-- start Source material --
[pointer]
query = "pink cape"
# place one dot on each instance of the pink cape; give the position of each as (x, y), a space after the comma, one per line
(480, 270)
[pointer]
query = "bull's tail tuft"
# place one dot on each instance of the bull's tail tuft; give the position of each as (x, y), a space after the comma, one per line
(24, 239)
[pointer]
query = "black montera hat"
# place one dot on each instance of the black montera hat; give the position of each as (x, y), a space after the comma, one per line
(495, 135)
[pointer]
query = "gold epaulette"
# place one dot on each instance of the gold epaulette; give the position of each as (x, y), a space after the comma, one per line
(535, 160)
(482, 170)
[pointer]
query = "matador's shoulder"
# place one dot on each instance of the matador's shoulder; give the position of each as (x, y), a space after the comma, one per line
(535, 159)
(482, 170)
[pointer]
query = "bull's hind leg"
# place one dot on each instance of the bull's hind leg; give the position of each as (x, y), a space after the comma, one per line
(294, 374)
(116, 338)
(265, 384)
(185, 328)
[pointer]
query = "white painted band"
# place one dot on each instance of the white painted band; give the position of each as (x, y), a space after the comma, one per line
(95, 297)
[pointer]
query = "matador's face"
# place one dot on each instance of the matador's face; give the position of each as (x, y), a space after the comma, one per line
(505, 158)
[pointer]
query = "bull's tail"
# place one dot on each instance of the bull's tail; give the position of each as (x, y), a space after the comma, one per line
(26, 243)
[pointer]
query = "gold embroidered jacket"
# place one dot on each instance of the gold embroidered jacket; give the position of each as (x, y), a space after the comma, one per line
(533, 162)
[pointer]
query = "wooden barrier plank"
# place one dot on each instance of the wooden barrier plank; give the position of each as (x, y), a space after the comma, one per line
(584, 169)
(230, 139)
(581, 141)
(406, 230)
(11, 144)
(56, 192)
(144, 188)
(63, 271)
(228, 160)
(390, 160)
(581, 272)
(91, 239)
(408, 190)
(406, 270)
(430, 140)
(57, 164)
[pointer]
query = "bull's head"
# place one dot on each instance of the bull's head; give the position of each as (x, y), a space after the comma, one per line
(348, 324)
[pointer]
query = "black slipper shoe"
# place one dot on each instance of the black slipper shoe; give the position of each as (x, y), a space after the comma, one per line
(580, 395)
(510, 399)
-- end Source material --
__What you have to do__
Write the listing out again, exactly as shown above.

__Task solution__
[pointer]
query = "pink cape"
# place one dot on each instance of the pink cape; give the position of each as (x, y), a space after the comma, one per line
(480, 270)
[pointer]
query = "bull's tail tuft"
# place one dot on each instance of the bull's tail tuft; give the position of each as (x, y), a space after the comma, one per line
(24, 239)
[pointer]
query = "black montera hat"
# place one dot on each instance of the black montera hat; give the position of each as (x, y), a space after the comma, one per line
(495, 135)
[pointer]
query = "gold epaulette"
# place one dot on each instance of the gold epaulette; give the position of each as (x, y), a space after the comma, one per line
(535, 160)
(482, 170)
[pointer]
query = "matador's shoulder"
# place one dot on each instance of the matador's shoulder; give the position of each as (x, y), a space after the comma, one per line
(535, 159)
(482, 170)
[pointer]
query = "bull's hind leg"
# place one dot on each instance of the bull's hind leg; give the position of each as (x, y), a space after the comma, one per line
(294, 374)
(116, 338)
(265, 384)
(185, 328)
[pointer]
query = "white painted band"
# place one dot on each instance of the white painted band; give the position of each as (x, y), a space after the comma, one per line
(95, 297)
[pointer]
query = "matador's face"
# place one dot on each instance of the matador's face; give the position of each as (x, y), a space after the comma, one per line
(505, 158)
[pointer]
query = "bull's tail"
# place one dot on each instance of the bull's tail; give the position of each as (x, y), a space after the comma, one per line
(26, 243)
[pointer]
query = "gold embroidered jacket"
# place one dot on each instance of the gold embroidered jacket; give the position of each as (x, y), a space after the comma, one per line
(533, 162)
[pointer]
query = "wooden barrier plank"
# place one dot on each instance of the wooden barrier plank; give the position of each as (x, y), a space after the comma, one per line
(584, 169)
(230, 139)
(581, 141)
(406, 230)
(11, 144)
(56, 192)
(144, 188)
(63, 271)
(228, 160)
(390, 160)
(581, 272)
(91, 239)
(408, 190)
(406, 270)
(430, 140)
(57, 164)
[pointer]
query = "bull's head"
# place one dot on each instance of the bull's head; give the position of each as (x, y), a space after the comma, one per line
(348, 324)
[pointer]
query = "black slipper shoe"
# place one dot on each instance of the black slipper shoe; give the position of each as (x, y), a space after the comma, one per line
(580, 395)
(510, 399)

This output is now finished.